Prompt 1
In the Itamba cichlid tutorial, which output file holds the ordered eigenvalues?
Prompt 2
Write the next part of the Itamba cichlid tutorial, picking up right after its final sentence.

Is there genetic structure in Itamba cichlids?

We are now ready to run the program. Simply type smartpca -p Itamba.par. The analysis should only take a few seconds. A lot of text output is printed on the screen; if you want, you can capture this into a file: smartpca -p Itamba.par > Itamba.out.

First have a look at the PCA output files:

Itamba_PCA.evec – the position of each individual along eigenvectors 1-10 (columns 2-11)
Itamba_PCA.eval – the ordered eigenvalues corresponding to the eigenvectors

The following R code can be used to plot the position of each individual along the first two (the most significant) eigenvectors:
>eval <- read.table("~/workshop_materials/01_unix_intro/smartPCA_activity/Itamba_PCA.eval") >evec1.pc <- round(eval[1,1]/sum(eval)*100,digits=2) >evec2.pc <- round(eval[2,1]/sum(eval)*100,digits=2) >evec <- read.table("~/workshop_materials/01_unix_intro/smartPCA_activity/Itamba_PCA.evec") >par(mar = c(6.1, 6.1, 2.1, 2.1)) >plot(evec[,2], evec[,3], xlab=paste("eigenvector1\n",evec1.pc, "% of observed genetic variation", sep=""), ylab=paste("eigenvector2\n",evec2.pc, "% of observed genetic variation", sep=""), col=c(rep("dark blue",14),c(rep("gold",17))), pch=c(rep(15,14), rep(17,17)), cex=2.5, cex.axis=1.5,cex.lab=1.5)

You should see a plot like this. Points are coloured according to our preconceived idea of populations (blue/yellow). Does it seem that the blueish and yellowish fish are different populations? Could the two individuals at the right be from a different population? Or is there a genetic separation between the individuals towards the top and towards the bottom of the screen? What do you think?

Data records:
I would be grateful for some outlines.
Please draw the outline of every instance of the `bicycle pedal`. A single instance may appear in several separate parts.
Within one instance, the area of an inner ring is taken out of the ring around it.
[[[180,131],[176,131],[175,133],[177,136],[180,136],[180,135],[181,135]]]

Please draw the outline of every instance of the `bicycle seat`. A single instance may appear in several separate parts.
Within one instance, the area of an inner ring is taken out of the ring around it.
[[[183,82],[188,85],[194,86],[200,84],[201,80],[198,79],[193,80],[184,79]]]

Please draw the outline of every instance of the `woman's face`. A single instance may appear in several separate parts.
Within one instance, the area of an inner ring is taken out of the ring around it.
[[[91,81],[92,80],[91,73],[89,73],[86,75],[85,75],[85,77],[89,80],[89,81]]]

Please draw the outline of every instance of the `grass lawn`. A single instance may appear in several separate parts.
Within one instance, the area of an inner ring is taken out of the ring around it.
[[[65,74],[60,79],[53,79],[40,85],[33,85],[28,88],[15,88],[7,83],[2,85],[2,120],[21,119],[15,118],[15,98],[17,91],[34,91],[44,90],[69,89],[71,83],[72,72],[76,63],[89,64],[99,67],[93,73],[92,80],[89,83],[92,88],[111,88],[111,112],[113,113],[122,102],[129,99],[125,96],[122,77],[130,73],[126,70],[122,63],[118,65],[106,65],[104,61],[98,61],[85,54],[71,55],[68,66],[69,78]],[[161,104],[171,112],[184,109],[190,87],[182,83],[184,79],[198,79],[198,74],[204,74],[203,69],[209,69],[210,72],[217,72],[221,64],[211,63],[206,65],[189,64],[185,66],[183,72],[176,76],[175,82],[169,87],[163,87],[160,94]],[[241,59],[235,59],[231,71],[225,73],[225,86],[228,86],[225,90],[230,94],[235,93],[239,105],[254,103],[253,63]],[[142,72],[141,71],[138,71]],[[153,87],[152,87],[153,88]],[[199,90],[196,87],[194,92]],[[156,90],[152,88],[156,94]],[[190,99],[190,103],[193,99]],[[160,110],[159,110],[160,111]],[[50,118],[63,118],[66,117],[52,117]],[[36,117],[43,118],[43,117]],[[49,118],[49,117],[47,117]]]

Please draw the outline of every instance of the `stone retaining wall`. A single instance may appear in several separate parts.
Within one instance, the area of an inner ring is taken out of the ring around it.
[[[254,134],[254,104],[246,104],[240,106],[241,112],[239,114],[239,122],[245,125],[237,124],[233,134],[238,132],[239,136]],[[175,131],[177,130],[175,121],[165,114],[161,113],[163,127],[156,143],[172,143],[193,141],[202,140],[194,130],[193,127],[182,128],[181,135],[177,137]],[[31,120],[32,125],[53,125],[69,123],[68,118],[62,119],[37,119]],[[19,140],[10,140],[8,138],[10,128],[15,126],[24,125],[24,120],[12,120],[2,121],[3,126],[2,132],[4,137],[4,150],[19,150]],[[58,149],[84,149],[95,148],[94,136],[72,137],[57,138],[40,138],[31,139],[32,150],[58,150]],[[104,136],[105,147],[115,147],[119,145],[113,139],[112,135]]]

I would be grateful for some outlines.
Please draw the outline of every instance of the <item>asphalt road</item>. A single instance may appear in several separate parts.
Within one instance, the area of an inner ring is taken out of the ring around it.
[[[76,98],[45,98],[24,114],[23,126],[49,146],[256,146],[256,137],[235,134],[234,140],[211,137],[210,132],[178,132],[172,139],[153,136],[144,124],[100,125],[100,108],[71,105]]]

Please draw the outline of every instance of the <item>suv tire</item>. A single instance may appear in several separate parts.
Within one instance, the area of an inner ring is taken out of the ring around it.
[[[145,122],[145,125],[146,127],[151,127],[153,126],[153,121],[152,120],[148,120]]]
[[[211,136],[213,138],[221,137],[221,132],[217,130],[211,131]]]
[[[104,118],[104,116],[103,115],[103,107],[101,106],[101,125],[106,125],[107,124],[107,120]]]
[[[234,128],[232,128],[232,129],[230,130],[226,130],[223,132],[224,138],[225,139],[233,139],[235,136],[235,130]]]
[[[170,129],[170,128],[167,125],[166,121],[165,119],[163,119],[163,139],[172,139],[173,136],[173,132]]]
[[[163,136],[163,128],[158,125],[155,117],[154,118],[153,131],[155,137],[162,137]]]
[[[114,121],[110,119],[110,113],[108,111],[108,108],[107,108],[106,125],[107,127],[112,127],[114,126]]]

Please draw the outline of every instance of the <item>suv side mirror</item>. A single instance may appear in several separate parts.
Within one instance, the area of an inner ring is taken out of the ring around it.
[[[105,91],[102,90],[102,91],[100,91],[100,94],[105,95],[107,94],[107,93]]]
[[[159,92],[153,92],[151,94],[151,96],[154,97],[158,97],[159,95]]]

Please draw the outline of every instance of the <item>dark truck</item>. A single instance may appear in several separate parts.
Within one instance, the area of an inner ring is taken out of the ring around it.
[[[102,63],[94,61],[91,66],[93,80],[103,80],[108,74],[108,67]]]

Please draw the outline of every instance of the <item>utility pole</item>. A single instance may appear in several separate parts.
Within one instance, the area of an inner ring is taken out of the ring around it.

Written answer 1
Itamba_PCA.eval

Written answer 2
To to get a rigorous answer to these questions we can use the statistics that were output to the screen (and/or the Itamba.out file). The Tracy-Widom statistic provides a formal test (based around PCA) to answer the question: “Does the data provide statistical evidence for a population structure?”. Find the Tracy-Widom statistics in the output (start on line 20) and check the p-value for eigenvector 1. The p-value is 0.10523. You may be familiar with the idea that p-value of less than 0.05 could be considered statistically significant. That cutoff is somewhat arbitrary, but seeing a p-value higher than 0.1 suggests that there is little evidence of any population structure whatsoever. How about the next p-value, for eigenvector 2? This is 0.044, so perhaps significant. But we should not get too excited. We should not look at the p-value for eigenvector 2 if the one for eigenvector 1 was not significant. In the words of the authors (from the manuscript): “If an eigenvalue is not significant, then further testing of smaller eigenvalues should not be done.”

The “Anova statistics for population differences” provide a formal test for genetic differentiation between our pre-labelled populations (yellow; blue). We already “know” these are not really populations by looking at the PCA plot. The p-value is 0.19, in agreement with our visual observation.

Conclusions for Lake Itamba

We can conclude that the Lake Itamba data does not provide significant evidence of any population structure with eigenanalysis (PCA analysis). It is also obvious, even without formal statistical tests, that blueish and yellowish fish are not distinct populations. Strictly speaking, these conclusions are limited to the data we have. Perhaps sampling additional individuals could reveal some population structure after all. However, arguably we could be justified in proceeding to further analysis by treating these Lake Itamba cichlids as one homogeneous population.